Exercise requirements: Retype every line of the data, keeping each word exactly.

[Collected data entries]
★ ★ ★ ★

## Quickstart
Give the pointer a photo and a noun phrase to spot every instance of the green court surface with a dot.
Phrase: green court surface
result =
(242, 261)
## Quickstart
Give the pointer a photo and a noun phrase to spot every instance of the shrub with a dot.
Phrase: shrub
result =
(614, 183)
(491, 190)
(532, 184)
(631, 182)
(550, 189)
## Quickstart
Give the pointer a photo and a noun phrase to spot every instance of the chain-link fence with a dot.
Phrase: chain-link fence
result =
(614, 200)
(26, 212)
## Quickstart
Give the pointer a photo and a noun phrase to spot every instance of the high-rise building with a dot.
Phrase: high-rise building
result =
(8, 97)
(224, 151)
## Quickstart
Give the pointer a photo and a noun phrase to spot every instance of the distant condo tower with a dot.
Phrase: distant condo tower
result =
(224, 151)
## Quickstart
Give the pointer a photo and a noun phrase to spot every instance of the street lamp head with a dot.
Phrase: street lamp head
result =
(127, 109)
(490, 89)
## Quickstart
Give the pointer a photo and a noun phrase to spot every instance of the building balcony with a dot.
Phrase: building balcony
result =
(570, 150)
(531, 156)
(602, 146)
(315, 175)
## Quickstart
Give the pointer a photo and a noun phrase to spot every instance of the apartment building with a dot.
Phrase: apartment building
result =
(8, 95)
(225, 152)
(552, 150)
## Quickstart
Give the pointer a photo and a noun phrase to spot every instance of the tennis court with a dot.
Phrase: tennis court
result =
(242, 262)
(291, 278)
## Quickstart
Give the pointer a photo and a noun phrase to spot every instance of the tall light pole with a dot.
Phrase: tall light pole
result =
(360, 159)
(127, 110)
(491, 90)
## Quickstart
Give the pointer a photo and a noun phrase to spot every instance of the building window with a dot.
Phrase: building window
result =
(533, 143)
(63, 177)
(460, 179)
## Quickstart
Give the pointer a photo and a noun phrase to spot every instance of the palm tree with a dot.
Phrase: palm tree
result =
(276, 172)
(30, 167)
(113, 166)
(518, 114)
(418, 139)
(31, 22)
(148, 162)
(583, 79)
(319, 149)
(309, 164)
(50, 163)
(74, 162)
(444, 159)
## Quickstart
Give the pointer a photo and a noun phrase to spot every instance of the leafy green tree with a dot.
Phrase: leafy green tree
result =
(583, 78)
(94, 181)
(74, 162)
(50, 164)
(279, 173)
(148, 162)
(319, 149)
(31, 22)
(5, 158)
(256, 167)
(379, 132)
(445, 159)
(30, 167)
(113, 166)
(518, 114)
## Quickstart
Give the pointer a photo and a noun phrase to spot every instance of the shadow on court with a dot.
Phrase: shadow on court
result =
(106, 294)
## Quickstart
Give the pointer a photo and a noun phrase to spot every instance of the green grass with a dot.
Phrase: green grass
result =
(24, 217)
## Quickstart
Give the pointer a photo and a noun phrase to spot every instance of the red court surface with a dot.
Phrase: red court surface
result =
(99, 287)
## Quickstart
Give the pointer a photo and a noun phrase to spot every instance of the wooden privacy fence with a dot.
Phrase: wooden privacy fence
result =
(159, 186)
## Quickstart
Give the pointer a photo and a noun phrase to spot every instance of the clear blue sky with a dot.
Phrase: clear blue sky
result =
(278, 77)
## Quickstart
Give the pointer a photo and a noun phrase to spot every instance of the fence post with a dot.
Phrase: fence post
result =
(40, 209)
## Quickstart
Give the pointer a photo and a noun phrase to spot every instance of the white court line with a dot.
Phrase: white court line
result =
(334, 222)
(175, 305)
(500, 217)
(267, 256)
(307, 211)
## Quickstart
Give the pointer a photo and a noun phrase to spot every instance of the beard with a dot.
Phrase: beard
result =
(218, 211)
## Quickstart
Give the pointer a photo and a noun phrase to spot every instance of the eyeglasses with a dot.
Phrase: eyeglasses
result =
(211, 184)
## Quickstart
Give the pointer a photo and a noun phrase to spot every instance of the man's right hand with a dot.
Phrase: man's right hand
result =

★ ★ ★ ★

The answer:
## Quickstart
Give the pointer a photo and a noun phrase to spot every instance of the green court surface with a dot.
Phrase: green court surface
result =
(242, 261)
## Quickstart
Give the pointer a photo and a noun phrase to spot every instance of the shrub with a dot.
Phrase: shrub
result =
(614, 183)
(491, 190)
(532, 184)
(631, 182)
(550, 189)
## Quickstart
Give the pointer a photo and a noun phrase to spot every instance of the chain-link fence with a dot.
Phrase: chain-link fence
result =
(614, 200)
(26, 212)
## Quickstart
Give the pointer a photo and a noun phrase to spot every instance of the high-rise building with a dot.
Phrase: high-rise building
result =
(8, 97)
(224, 151)
## Quickstart
Give the pointer a photo and a noun phrase to spot every instance of the distant condo tower with a dot.
Phrase: distant condo tower
result =
(224, 151)
## Quickstart
Give the pointer a photo and a noun phrase to spot every instance of the street lamp head with a dot.
Phrase: street lamp head
result =
(127, 109)
(490, 89)
## Quickstart
Give the pointer a photo and a noun phrase to spot every instance of the building balcony with a dot.
Phrase: building balcony
result =
(570, 150)
(531, 156)
(602, 146)
(315, 175)
## Quickstart
Give the pointer a photo and a noun phrase to spot every instance of the apartment building with a dot.
Phrase: apartment building
result =
(8, 95)
(225, 152)
(552, 150)
## Quickstart
Give the pointer a photo and a noun phrase to spot every instance of the tennis court with a dot.
Phrase: tennis court
result =
(242, 262)
(291, 278)
## Quickstart
Give the pointer a photo and a noun phrase to spot every instance of the tall light pole with a dot.
Phrase: tall light pole
result =
(360, 159)
(127, 110)
(491, 90)
## Quickstart
Give the pointer a photo and a noun phrase to spot every instance of the building window with a dot.
Phrase: building window
result =
(533, 143)
(63, 177)
(460, 179)
## Quickstart
Give the pointer a photo and a noun phrase to spot every instance of the palm tree with a dot.
Phrase: palm tree
result =
(276, 172)
(30, 167)
(113, 166)
(518, 114)
(418, 139)
(31, 22)
(148, 162)
(583, 79)
(319, 149)
(309, 164)
(50, 163)
(74, 162)
(444, 159)
## Quickstart
Give the pointer a photo and a noun phrase to spot every instance of the leafy green tree with a dot.
Phrase: leafy green tree
result =
(583, 78)
(94, 181)
(74, 162)
(50, 164)
(279, 173)
(148, 162)
(319, 149)
(31, 22)
(5, 158)
(256, 167)
(379, 132)
(445, 159)
(30, 167)
(113, 166)
(518, 114)
## Quickstart
Give the pointer a photo and a noun phrase to spot every instance of the shadow on court with a dot.
Phrase: shadow on court
result =
(106, 294)
## Quickstart
Give the pointer a photo and a noun phrase to spot every instance of the green grass with a dot.
Phrase: green grass
result =
(24, 217)
## Quickstart
Give the pointer a photo and a noun phrase to spot every instance of the red court surface with a dot.
Phrase: red court surface
result =
(99, 287)
## Quickstart
Give the pointer a photo and a noun phrase to spot every instance of the wooden privacy fence with a dot.
Phrase: wooden privacy fence
result =
(159, 186)
## Quickstart
Give the pointer a photo and a noun phrase to spot every instance of the clear blue sky with a dot.
Phrase: clear blue sky
result =
(278, 77)
## Quickstart
Give the pointer a photo and a noun phrase to spot every instance of the fence post with a dot.
Phrase: fence post
result =
(40, 209)
## Quickstart
Give the pointer a photo and a noun phrase to spot every instance of the white court line with a dot.
Phrase: white court line
result =
(334, 222)
(175, 305)
(500, 217)
(267, 256)
(307, 211)
## Quickstart
Give the pointer a photo and a noun phrase to spot every instance of the beard with a dot.
Phrase: beard
result =
(218, 211)
## Quickstart
Give the pointer a photo and a noun phrase to spot every instance of the eyeglasses with a dot.
Phrase: eyeglasses
result =
(211, 184)
## Quickstart
Give the pointer a photo and a noun phrase to spot every instance of the man's right hand with a dot.
Phrase: man's right hand
result =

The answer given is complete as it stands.